===== Excerpt to read
The Jacksonians sought to democratize the political process and expand economic opportunity for the "common man" (that is, "poor and humble" white men). As the representative of "the people," he expanded the role of the president in economic matters, reducing federal government spending and eliminating the powerful Second Bank of the United States. His Bank War painted the national bank as full of "vipers and thieves" and was hugely popular, but Jackson did not understand its long-term economic consequences. In addition, his views on limited government were not always reflected in his policies. He left the high taxes on imports from the "Tariff of Abominations" (1828) in place until opposition in the South created a national crisis.
2. Evaluate Jackson's response to the nullification crisis.
The concept of nullification, developed by South Carolina's John C. Calhoun, enabled a state to disavow a federal law. When a South Carolina convention nullified the Tariffs of 1828 and 1832, Jackson requested that Congress pass a "Force Bill" (1833) authorizing the U.S. Army to compel compliance with the tariffs. After South Carolina, under the threat of federal military force, accepted a compromise tariff put forth by Henry Clay, the state convention nullified the force bill. The crisis was over, with both sides claiming victory.
3. Analyze Andrew Jackson's legacy regarding the status of Indians in American society.
The Indian Removal Act of 1830 authorized the relocation of eastern Indians to federal lands west of the Mississippi River. The Cherokees used the federal court system in Cherokee Nation v. Georgia and Worcester v. Georgia to try to block this relocation. Despite the Supreme Court's decisions in their favor, President Jackson forced them to move; the event and route they took came to be known as the Trail of Tears (1838-1839). By 1840, only a few Seminoles and Cherokees remained in remote areas of the Southeast.
4. Explain the causes of the economic depression of the late 1830s and the emergence of the Whig party.
==========
===== Raw records
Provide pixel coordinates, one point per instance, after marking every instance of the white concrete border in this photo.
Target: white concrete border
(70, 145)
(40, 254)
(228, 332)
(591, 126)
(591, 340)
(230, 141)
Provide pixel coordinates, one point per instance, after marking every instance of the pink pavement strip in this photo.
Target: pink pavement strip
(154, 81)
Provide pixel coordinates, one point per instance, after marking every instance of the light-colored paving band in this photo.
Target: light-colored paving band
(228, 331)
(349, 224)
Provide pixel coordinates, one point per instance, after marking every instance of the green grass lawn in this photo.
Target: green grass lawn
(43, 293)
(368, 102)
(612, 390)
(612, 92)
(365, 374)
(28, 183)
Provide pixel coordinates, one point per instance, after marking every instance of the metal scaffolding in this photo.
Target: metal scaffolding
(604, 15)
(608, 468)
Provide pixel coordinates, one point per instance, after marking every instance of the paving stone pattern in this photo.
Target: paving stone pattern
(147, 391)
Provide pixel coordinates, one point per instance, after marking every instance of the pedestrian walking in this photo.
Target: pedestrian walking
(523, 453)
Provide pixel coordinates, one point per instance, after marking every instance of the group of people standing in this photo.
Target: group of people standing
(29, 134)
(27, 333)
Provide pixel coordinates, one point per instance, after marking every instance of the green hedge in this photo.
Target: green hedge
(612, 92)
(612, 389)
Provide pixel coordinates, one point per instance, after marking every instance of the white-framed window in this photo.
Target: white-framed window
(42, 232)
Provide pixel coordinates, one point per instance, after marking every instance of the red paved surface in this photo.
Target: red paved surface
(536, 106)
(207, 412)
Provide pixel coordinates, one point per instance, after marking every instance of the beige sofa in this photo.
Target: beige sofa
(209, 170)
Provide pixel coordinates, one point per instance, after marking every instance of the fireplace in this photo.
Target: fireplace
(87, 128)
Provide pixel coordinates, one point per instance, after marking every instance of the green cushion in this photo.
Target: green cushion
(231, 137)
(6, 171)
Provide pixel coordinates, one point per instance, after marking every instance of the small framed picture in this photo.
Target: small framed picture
==========
● **Tasks**:
#1 From the passage on the Jackson era, echo the words starting at "The Indian Removal" and ending at "the Whig party.".
#2 Name every individual person mentioned in the passage on the Jackson era.

● **Full answers**:
#1
The Indian Removal Act of 1830 authorized the relocation of eastern Indians to federal lands west of the Mississippi River. The Cherokees used the federal court system in Cherokee Nation v. Georgia and Worcester v. Georgia to try to block this relocation. Despite the Supreme Court's decisions in their favor, President Jackson forced them to move; the event and route they took came to be known as the Trail of Tears (1838-1839). By 1840, only a few Seminoles and Cherokees remained in remote areas of the Southeast.
4. Explain the causes of the economic depression of the late 1830s and the emergence of the Whig party.

#2 Andrew Jackson, John C. Calhoun, Henry Clay